─── Given passage ───

The Geography of Thought: How Asian and Westerners See Things Differently and Why

People do not perceive the world in the same way…

The Geography of Thought: How Asian and Westerners See Things Differently and Why

People do not perceive the world in the same way, in different parts of the world they don’t even see the same thing. In his work, Richard Nisbett, author of The Geography of Thought: How Asian and Westerners See Things Differently and Why shows the way different cultures develop very different styles of thinking. “It starts with the way we are taught to see. In the Western culture, we learn to see the rest of the world entirely as it relates to us.

We are the subject, everything else is the object.

We are encouraged to be separate, the central point of our story. Through our story books we see ourselves as independent and learn to zero in on the individual. We learn that autonomy is most important.

East Asians are brought up with a strong sense of connection to others that they can see the self (and object) only in relationship to their context. Because Easterners define their world so differently, they learn to view it with a different pair of eyes. In the East, a child learns about the relationship and its primacy-that he and someone else are a unit, an indivisible Bond.

───

Task list:
1. From the passage on cultural differences in perception, reproduce the text starting at "We are encouraged" and ending at "is most important.".
2. List every line in the records below that contains the string "skin".

─── Information supplied ───

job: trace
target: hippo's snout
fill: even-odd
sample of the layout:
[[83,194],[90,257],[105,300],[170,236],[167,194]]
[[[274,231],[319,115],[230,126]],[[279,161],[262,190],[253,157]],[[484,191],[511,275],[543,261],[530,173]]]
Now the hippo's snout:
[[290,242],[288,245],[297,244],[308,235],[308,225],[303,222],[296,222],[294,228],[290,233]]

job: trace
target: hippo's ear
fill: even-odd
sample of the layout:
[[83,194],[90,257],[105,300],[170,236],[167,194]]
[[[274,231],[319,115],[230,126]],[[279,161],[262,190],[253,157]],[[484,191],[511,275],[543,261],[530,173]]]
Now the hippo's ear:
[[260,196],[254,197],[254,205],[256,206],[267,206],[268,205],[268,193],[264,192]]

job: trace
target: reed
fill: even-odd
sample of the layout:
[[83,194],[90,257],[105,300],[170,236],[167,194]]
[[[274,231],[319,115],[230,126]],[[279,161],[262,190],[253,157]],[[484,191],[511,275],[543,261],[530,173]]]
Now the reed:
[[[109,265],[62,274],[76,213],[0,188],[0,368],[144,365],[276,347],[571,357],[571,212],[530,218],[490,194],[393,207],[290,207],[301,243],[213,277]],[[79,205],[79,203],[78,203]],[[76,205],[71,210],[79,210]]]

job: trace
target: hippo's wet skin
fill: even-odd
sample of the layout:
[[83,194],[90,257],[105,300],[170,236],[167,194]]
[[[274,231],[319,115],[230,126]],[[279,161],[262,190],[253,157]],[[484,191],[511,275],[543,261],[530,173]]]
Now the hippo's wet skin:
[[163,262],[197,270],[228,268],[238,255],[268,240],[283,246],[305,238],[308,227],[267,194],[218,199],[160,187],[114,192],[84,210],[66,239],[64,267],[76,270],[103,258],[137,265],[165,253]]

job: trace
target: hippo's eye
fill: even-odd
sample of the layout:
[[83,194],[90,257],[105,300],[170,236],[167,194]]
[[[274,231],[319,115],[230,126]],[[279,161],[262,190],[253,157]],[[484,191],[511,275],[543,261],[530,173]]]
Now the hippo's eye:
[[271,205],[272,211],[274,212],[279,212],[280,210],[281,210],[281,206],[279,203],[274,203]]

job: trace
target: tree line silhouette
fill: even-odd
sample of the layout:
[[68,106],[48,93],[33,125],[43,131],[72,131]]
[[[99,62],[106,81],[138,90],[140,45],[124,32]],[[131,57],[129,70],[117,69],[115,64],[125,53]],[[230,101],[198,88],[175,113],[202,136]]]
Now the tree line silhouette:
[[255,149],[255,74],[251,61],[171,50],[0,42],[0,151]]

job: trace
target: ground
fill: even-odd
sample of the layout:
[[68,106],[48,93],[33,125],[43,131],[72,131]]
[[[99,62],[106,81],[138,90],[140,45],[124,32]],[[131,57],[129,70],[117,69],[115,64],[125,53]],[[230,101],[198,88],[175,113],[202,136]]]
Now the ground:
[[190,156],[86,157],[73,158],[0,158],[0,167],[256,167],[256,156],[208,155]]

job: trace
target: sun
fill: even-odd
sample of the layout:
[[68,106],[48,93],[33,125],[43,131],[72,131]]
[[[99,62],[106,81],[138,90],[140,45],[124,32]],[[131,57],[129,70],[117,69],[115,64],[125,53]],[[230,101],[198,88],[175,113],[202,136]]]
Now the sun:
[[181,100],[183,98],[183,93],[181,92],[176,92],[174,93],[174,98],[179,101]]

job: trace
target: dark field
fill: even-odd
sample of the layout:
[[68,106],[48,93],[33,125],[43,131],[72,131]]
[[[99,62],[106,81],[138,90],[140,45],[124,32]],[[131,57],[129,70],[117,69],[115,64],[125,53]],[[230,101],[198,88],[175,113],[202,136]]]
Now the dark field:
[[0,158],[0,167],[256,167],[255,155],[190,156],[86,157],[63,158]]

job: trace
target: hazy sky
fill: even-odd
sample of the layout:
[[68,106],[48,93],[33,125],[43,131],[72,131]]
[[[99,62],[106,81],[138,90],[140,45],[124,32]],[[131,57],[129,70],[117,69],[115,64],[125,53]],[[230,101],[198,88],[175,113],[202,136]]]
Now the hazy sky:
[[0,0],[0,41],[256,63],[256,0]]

───

Per-task outputs:
1.
We are encouraged to be separate, the central point of our story. Through our story books we see ourselves as independent and learn to zero in on the individual. We learn that autonomy is most important.

2.
target: hippo's wet skin
Now the hippo's wet skin:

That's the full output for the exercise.